*Requests*
**1)** Decide whether each statement agrees with the excerpt on the flexibility theory below: (a) Totale was decided in 2004; (b) Brooks held that plaintiffs may recover both reliance and expectation damages; (c) in Hinkle, the trial court directed a verdict for the automobile purchaser. Answer yes or no for each, and quote the words of the excerpt that decide it.
**2)** Reproduce word for word the part of the excerpt on the flexibility theory below that opens with the words "Maryland courts rapidly" and closes with "is a mystery.".

*Selected extract*
· · · ·

Eleven years passed between Nordyne and the 2004 application of the flexibility theory in Totale, Inc. v. Smith, 877 So. 2d 813 (Fla. 4th DCA 2004). Totale confirmed DuPuis as well; the preferred method of awarding damages is restoration of a plaintiff’s out-of-pocket disbursements. If proof of future lost profit damages is unreasonably vague or speculative, they cannot be recovered.14

Florida courts following Totale continue to apply the flexibility theory, but for some reason courts continue to avoid the label. One recent example is State of Florida, Department of Corrections v. Brooks, 891 So. 2d 1 (Fla. 1st DCA 2005), which confirmed that plaintiffs cannot recover both reliance and expectation damages; they are “alternate, and mutually exclusive, remedies.”15 Another recent example is Meadows v. English, McCaughan & O’Bryan P.A., 909 So. 2d 926 (Fla. 4th DCA 2005), citing Totale with approval — but failing again to use the actual term “flexibility theory.”

Maryland Adopted the Flexibility Theory in 1971 — Maryland state courts began to use the term “flexibility theory” in 1971, one year after DuPuis. In Hinkle v. Rockville Motor Co., Inc., 278 A.2d 42 (Md. App. 1971), an automobile purchaser sued a dealer for fraud when a car sold as new turned out to have been used and previously damaged in an accident. The trial court directed a verdict for the dealer but the appellate court reversed, resolving a “confusion in regard to the measure of damages.”16

The Hinkle court’s decision, which adopted the flexibility theory in Maryland, cited to a variety of sources: a 1938 Oregon case17; Prosser on Torts; Am. Jur. 2d; and a 1961 Virginia law review note,18 thereby demonstrating the wide-spread acceptance of the principle. Four rules emerged from Hinkle: 1) If the plaintiff is content with recovery of the amount lost, that is the measure of his damages; 2) a fraud accompanied by a broken promise can lead to benefit-of-the- bargain damages; 3) when proof of future loss is vague, damages will be limited to the loss sustained; and 4) only if benefit-of-the-bargain losses are proven with reasonable certainty can they be recovered.19

Maryland courts rapidly adopted Hinkle’s initial 1971 adoption of the term “flexibility theory,” applying it again in 1972.20 Maryland has invoked the term at approximately four-year intervals: in 1976,21 1980,22 1985,23 198724 and twice in 2004.25 Why Florida has not followed suit is a mystery.

· · · ·

*Recorded information*
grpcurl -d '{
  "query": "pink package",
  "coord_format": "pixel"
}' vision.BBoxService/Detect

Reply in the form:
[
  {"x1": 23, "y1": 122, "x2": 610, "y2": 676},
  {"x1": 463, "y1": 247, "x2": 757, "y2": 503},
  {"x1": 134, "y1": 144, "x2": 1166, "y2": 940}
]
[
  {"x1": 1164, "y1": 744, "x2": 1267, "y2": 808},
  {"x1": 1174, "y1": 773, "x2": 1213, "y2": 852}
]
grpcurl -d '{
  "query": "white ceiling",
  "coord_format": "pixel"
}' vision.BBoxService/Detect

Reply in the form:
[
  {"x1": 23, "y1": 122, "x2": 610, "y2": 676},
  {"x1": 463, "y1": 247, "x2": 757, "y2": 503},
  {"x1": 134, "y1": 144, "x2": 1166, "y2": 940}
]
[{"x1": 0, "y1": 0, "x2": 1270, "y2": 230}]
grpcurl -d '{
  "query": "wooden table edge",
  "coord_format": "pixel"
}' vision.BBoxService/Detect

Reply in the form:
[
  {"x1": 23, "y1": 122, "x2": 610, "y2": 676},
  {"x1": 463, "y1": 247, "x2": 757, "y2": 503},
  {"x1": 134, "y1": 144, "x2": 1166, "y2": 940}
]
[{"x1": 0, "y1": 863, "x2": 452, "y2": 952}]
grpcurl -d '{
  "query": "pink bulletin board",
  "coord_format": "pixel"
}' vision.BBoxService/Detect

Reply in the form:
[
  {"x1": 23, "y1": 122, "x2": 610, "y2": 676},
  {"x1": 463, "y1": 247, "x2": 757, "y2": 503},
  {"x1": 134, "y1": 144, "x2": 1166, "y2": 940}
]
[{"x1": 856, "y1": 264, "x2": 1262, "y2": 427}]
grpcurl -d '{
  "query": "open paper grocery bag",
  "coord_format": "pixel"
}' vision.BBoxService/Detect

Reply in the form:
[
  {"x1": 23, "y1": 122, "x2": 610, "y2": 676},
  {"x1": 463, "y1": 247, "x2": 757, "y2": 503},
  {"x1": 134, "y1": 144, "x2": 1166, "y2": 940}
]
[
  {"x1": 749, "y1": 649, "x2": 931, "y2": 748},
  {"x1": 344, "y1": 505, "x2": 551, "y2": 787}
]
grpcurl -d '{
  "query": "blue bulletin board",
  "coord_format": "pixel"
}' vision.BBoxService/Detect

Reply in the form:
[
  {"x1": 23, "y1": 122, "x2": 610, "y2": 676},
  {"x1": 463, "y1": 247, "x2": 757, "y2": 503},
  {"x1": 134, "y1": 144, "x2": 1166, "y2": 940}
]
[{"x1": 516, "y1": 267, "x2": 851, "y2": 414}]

· · · ·

*Task responses*
**1)**
(a) Yes: "the 2004 application of the flexibility theory in Totale, Inc. v. Smith"
(b) No: "plaintiffs cannot recover both reliance and expectation damages"
(c) No: "The trial court directed a verdict for the dealer"

**2)**
Maryland courts rapidly adopted Hinkle’s initial 1971 adoption of the term “flexibility theory,” applying it again in 1972.20 Maryland has invoked the term at approximately four-year intervals: in 1976,21 1980,22 1985,23 198724 and twice in 2004.25 Why Florida has not followed suit is a mystery.